RECORDS SHOWN »
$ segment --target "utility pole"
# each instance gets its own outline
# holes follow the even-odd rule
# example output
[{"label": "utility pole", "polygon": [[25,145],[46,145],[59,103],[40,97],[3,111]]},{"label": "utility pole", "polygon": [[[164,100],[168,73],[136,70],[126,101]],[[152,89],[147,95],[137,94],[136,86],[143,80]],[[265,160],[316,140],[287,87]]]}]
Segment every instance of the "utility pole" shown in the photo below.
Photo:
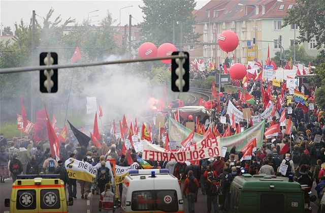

WRITTEN EXERCISE » Select every line in the records that contains the string "instance", treating uppercase and lowercase as distinct.

IN RESPONSE »
# each instance gets its own outline
Segment every instance of the "utility pole" shown in the photo below.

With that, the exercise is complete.